TASK BRIEF: Compute how many lines below contain the word "honeyeater" and respond with that number only.

MATERIAL PROVIDED:
◇ ◇ ◇
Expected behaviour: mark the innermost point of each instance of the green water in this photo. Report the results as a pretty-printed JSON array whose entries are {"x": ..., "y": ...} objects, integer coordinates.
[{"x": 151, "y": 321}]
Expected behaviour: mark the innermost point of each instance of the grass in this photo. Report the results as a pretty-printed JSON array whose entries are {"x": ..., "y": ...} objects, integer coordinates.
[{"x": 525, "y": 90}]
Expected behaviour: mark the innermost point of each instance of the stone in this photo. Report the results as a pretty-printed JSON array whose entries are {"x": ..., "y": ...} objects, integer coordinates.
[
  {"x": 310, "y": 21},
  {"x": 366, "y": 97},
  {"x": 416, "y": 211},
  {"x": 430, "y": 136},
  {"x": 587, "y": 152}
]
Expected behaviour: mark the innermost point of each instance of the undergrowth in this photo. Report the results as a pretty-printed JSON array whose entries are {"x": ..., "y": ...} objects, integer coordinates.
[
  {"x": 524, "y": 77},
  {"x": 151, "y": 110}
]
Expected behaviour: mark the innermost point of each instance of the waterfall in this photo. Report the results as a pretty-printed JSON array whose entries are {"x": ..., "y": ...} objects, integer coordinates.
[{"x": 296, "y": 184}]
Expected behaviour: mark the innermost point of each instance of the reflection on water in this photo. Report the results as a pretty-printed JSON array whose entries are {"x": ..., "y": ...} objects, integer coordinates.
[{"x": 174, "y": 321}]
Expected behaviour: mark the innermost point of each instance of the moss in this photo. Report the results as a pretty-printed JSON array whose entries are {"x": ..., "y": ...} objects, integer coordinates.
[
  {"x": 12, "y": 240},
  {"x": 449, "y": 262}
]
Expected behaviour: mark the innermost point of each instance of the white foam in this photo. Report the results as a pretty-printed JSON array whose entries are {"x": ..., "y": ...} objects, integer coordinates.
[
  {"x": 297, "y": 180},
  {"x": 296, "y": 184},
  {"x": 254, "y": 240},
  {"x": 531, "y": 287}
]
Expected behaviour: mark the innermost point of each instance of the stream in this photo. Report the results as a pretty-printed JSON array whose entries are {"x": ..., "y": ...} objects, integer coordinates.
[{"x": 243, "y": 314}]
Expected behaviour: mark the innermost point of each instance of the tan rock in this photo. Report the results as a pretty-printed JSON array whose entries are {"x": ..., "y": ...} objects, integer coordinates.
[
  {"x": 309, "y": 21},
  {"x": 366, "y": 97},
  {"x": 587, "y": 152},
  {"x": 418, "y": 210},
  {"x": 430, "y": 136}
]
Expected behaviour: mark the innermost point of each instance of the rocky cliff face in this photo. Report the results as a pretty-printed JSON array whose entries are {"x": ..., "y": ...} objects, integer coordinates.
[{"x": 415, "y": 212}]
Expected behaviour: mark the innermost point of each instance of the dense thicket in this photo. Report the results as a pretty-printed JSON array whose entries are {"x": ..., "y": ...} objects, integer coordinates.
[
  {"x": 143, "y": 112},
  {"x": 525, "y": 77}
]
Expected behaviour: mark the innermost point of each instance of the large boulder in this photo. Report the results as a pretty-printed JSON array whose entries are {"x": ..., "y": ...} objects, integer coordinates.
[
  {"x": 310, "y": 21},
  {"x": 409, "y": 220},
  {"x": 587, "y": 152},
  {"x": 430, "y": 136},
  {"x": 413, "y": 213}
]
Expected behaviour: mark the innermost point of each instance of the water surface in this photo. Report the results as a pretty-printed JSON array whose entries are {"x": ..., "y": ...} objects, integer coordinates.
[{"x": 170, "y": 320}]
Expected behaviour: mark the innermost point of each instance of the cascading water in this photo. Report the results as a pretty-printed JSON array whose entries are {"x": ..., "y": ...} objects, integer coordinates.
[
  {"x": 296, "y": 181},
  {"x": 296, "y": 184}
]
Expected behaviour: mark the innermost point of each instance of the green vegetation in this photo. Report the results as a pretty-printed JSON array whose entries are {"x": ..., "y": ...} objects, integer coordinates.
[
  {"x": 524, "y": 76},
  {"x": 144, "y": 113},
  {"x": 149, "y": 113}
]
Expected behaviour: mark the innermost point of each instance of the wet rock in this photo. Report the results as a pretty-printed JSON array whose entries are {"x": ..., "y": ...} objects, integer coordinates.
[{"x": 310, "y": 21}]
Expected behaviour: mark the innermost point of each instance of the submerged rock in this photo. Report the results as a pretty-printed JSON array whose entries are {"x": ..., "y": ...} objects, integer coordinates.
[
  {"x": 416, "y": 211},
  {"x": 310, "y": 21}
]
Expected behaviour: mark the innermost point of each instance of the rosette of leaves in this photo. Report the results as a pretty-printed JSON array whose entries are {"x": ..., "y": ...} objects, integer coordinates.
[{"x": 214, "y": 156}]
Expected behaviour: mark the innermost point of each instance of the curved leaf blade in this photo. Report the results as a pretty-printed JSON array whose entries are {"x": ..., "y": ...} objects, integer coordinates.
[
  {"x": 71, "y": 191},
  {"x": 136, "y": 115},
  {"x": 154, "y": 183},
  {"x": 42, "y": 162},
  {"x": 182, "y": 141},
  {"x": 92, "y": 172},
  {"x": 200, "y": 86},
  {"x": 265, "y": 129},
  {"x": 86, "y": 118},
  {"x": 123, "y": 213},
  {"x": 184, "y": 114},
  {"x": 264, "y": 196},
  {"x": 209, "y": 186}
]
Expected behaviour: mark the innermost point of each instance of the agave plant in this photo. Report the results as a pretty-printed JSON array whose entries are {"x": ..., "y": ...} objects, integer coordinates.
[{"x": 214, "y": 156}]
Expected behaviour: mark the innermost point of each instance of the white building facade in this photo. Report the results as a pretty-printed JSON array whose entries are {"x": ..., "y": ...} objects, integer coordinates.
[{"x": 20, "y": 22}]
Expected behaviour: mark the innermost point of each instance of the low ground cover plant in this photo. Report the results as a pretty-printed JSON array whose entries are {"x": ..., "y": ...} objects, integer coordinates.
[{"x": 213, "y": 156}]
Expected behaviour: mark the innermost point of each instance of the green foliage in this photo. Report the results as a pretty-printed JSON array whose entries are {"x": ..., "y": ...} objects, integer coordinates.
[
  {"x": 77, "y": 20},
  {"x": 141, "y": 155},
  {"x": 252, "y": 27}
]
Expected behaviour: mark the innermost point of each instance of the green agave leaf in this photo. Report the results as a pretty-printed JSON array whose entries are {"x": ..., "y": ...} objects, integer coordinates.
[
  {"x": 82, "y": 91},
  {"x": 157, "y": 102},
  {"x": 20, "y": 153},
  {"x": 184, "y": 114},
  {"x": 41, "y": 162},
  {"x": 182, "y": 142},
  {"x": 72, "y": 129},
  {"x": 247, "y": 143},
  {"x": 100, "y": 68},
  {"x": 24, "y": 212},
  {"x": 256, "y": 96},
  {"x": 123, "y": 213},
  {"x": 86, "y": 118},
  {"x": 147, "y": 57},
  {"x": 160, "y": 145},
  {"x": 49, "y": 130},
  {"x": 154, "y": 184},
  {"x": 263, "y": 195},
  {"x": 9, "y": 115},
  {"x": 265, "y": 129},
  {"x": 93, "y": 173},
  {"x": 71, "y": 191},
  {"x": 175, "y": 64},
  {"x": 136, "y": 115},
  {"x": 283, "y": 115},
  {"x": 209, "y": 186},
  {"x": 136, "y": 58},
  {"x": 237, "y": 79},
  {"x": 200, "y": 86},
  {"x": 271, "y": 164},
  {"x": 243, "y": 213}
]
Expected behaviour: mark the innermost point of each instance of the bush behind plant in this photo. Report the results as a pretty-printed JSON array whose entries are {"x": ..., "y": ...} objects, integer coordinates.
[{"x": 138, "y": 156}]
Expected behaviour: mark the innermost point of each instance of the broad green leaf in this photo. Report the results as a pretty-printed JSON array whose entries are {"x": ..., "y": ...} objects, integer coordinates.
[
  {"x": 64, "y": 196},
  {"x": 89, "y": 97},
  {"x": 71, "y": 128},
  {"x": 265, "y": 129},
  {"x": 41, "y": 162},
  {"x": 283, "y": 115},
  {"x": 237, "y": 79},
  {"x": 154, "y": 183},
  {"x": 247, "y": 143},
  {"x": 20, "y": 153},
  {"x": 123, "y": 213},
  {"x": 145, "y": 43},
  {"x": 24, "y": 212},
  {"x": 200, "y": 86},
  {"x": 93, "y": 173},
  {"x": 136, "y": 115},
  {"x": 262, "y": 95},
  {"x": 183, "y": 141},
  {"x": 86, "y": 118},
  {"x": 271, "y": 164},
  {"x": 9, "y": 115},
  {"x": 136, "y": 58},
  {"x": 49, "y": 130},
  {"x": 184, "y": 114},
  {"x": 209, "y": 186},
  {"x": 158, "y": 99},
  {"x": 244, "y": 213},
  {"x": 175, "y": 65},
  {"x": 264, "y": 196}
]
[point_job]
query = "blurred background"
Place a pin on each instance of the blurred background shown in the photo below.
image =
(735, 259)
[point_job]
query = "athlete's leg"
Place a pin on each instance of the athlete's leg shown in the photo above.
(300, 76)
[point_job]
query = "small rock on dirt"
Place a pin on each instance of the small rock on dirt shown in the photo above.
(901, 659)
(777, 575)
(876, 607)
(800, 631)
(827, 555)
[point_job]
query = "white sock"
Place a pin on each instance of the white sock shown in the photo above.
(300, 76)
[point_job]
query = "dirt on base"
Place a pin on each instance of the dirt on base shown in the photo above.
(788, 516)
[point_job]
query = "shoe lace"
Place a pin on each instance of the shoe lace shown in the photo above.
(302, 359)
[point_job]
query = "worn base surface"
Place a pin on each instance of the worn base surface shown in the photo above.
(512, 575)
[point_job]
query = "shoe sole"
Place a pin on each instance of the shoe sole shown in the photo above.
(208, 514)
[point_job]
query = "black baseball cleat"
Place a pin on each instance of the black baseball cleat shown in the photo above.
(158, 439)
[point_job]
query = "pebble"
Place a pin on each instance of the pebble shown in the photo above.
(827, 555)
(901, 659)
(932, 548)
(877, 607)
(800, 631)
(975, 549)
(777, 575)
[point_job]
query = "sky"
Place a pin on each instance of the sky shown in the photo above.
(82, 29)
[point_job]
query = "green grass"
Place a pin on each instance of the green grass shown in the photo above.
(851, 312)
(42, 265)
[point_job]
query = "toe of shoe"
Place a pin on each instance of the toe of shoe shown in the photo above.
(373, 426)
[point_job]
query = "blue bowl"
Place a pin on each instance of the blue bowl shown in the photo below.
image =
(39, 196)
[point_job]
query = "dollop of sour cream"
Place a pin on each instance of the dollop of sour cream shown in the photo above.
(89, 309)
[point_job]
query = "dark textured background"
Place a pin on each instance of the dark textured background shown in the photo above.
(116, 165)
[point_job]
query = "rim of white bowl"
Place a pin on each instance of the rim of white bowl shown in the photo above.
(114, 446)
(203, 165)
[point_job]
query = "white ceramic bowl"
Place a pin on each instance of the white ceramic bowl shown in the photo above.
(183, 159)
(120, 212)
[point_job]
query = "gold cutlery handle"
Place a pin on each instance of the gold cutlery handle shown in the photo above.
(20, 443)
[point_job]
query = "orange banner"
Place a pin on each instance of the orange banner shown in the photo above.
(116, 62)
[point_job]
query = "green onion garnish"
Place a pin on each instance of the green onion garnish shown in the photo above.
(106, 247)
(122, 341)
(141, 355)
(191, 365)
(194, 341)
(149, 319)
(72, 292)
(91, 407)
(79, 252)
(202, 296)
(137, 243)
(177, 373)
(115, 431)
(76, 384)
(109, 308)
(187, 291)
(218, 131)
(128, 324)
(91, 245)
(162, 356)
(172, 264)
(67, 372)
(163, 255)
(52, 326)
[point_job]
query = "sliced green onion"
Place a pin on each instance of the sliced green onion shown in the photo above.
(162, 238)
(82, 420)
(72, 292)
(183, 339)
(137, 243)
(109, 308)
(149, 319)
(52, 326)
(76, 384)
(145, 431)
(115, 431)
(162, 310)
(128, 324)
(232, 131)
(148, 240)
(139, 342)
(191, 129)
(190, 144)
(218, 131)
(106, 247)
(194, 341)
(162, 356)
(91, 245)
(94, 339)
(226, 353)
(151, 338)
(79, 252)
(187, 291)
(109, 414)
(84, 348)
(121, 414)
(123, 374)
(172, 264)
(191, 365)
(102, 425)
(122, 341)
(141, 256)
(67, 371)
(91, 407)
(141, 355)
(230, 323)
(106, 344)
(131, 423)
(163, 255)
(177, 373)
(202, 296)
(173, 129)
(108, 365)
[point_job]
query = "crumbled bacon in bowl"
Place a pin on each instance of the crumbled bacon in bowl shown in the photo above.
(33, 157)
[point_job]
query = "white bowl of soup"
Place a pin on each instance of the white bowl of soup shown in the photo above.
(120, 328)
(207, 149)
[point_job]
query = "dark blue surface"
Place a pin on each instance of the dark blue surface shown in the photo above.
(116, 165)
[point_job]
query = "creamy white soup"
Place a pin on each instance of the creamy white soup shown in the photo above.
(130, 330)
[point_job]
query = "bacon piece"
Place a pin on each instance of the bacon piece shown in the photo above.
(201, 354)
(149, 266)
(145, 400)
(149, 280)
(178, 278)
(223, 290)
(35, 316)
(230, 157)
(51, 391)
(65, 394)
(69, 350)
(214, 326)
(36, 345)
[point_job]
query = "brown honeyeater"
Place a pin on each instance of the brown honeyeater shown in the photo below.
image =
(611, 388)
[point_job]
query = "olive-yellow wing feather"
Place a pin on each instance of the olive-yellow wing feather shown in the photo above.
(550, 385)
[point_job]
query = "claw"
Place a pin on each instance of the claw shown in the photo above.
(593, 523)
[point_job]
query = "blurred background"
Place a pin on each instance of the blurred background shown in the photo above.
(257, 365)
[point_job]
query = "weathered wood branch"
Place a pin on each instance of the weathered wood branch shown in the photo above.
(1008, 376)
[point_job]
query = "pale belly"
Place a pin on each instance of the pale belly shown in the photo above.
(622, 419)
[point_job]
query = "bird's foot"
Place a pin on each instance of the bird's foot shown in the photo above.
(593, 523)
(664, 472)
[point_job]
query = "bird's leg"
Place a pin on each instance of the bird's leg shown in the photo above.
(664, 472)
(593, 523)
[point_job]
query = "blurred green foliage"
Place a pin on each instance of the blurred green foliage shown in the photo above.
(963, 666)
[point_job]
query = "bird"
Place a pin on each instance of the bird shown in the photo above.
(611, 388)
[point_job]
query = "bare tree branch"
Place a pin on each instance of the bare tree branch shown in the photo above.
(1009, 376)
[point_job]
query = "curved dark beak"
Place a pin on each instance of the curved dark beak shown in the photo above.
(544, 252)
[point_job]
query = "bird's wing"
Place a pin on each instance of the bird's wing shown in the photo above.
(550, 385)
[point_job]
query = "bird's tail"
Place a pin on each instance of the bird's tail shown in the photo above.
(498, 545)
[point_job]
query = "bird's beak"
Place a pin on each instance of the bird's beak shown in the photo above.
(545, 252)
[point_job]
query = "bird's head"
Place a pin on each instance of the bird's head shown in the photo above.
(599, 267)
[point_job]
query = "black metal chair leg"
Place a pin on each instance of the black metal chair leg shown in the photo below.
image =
◇ ◇ ◇
RESPONSE BELOW: 2